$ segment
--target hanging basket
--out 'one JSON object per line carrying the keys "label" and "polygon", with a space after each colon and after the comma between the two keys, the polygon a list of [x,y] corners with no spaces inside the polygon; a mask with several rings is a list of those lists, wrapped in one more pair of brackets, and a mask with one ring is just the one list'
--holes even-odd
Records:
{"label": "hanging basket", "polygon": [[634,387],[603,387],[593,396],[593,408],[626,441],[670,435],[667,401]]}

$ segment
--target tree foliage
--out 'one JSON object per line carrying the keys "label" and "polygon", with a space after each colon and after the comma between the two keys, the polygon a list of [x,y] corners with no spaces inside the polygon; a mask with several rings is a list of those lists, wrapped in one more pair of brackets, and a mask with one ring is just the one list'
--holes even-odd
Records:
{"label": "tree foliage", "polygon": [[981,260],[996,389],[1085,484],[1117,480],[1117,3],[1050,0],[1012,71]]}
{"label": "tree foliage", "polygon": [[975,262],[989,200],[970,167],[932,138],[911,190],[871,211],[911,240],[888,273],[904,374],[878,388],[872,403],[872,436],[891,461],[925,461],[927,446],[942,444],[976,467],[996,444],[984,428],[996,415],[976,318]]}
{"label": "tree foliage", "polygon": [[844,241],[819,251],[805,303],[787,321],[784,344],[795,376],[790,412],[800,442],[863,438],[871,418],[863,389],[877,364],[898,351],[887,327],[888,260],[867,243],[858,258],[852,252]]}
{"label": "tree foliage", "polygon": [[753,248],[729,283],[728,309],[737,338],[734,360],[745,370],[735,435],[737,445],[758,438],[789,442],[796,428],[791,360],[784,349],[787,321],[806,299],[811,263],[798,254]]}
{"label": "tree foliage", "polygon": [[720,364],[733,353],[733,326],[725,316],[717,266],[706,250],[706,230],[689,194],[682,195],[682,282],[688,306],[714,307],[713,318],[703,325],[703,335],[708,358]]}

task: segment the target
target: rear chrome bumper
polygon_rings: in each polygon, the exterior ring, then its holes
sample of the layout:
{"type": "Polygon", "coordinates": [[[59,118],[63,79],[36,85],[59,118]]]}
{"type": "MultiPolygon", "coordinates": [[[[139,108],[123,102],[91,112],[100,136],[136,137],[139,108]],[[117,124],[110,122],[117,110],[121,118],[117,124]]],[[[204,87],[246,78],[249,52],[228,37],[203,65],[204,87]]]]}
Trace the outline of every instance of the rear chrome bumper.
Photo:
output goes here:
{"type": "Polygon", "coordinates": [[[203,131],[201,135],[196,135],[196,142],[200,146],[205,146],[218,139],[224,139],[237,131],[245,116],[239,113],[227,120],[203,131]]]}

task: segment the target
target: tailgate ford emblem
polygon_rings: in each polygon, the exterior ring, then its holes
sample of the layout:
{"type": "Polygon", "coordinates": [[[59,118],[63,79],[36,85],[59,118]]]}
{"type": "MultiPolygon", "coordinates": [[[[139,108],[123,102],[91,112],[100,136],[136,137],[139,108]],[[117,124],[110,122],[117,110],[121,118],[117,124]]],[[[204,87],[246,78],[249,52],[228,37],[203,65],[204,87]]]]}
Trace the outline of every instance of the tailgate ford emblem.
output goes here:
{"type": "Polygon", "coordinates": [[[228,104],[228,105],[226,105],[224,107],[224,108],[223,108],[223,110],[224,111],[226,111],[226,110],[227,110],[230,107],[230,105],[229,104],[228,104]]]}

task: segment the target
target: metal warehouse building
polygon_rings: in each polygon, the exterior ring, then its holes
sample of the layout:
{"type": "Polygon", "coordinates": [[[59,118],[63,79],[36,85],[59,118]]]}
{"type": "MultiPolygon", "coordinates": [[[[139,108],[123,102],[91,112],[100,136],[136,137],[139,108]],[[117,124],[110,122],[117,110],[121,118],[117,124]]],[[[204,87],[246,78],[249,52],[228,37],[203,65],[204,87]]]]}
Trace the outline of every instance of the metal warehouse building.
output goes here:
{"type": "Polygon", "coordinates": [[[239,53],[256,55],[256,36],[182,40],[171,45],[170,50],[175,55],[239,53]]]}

= = = =

Exercise details
Collect every line of the data above that contains the word "metal". Case counts.

Task response
target: metal warehouse building
Trace the outline of every instance of the metal warehouse building.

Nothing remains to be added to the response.